YOUR INSTRUCTIONS — List every distinct yen amount given in the editorial below, each one once.

EXTRACT —

- Yomiuri Editorial
Carefully Design Health Insurance System for Fertility Treatment
14:30 JST, January 12, 2021
Reducing the financial burden will be good news for couples hoping for fertility treatment. The government should carefully prepare for such treatments to be covered by the public health insurance system.
The government has set a timetable for supporting fertility treatment. On top of expanding the current financial support system, it plans to start having such treatment covered by health insurance in April 2022.
Along with the trend of people getting married later in life, an increasing number of couples are suffering from infertility. It is commendable that Prime Minister Yoshihide Suga has put forward a policy of active support for infertility as part of his efforts to tackle the declining birthrate.
Financial support has been provided for in vitro fertilization and micro-insemination, which are typical treatments for infertility, with ¥300,000 for the first treatment and ¥150,000 for the second and subsequent treatments. Starting this month, the government raised it to a uniform ¥300,000 for each treatment, and eliminated the requirement that a married couple’s annual earnings must be less than ¥7.3 million in total to be eligible for the support.
According to the Health, Labor and Welfare Ministry, treatments such as in vitro fertilization cost ¥370,000 to ¥580,000 per attempt, but pregnancy is often not achieved with one treatment, which is often repeated. In this regard, the review is appropriate based on the actual situation.
Also, many people opted to use their savings for treatment expenses because they are not eligible to receive financial support due to the income restriction. As the number of double-income households is increasing, expanding the scope of eligibility is a step forward.
The government plans to design by the end of this year the new coverage to start in 2022. The government will decide on standard treatment methods and medical fees based on the guidelines set by relevant academic societies this summer.

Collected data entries
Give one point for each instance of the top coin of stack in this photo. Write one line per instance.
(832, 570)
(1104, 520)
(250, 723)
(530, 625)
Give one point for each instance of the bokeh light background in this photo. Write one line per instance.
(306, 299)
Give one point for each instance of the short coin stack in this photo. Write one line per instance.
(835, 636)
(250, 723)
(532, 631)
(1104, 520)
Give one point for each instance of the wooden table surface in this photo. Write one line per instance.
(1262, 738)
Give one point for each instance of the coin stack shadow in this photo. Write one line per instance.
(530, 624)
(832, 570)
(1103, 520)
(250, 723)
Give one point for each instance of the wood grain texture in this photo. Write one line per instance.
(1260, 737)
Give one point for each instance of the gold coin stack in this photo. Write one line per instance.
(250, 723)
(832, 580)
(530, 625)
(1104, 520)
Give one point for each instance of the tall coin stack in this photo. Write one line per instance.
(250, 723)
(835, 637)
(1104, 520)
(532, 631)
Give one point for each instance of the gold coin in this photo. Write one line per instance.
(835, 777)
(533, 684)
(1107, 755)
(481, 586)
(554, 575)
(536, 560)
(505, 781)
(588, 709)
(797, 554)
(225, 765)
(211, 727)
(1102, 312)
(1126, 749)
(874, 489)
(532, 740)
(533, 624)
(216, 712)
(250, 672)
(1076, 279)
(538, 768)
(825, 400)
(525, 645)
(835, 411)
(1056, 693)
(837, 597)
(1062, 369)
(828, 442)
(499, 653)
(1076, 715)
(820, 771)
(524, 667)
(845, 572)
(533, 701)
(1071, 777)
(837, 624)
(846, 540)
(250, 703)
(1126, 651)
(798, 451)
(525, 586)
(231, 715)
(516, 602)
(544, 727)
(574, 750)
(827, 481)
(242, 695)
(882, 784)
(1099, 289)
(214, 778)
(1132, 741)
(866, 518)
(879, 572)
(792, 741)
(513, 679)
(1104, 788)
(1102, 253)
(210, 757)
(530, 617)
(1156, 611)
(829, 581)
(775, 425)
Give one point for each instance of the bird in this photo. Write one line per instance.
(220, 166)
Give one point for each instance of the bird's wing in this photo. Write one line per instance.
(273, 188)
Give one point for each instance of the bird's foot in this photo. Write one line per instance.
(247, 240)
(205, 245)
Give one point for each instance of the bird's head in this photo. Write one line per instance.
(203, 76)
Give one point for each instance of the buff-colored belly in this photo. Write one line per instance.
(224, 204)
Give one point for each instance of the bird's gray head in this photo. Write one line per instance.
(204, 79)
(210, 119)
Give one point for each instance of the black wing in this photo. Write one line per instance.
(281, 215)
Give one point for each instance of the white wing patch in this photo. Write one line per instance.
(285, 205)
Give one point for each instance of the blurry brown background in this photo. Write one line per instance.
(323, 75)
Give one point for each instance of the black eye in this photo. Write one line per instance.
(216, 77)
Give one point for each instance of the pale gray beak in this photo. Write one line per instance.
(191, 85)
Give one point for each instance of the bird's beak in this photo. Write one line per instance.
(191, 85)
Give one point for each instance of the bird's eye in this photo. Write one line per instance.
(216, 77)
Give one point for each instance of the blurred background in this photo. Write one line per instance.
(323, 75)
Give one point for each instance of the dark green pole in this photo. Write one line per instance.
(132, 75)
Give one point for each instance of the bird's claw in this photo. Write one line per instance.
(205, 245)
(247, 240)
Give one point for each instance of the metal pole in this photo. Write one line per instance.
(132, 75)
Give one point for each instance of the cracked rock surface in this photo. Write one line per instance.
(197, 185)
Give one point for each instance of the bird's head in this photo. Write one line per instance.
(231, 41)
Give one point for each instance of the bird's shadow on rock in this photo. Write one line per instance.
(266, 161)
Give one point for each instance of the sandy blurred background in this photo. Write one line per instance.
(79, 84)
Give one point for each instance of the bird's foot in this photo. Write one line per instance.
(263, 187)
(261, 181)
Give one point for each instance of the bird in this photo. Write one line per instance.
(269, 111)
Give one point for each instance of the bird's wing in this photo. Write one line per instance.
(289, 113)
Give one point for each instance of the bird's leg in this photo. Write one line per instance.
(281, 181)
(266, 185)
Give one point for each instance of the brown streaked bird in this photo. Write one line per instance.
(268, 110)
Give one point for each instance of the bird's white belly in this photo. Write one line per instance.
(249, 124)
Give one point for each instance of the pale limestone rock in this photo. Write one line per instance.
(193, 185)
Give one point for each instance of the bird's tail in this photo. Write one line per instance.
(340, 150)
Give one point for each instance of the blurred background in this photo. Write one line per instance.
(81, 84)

TASK RESPONSE —
¥300,000
¥150,000
¥7.3 million
¥370,000
¥580,000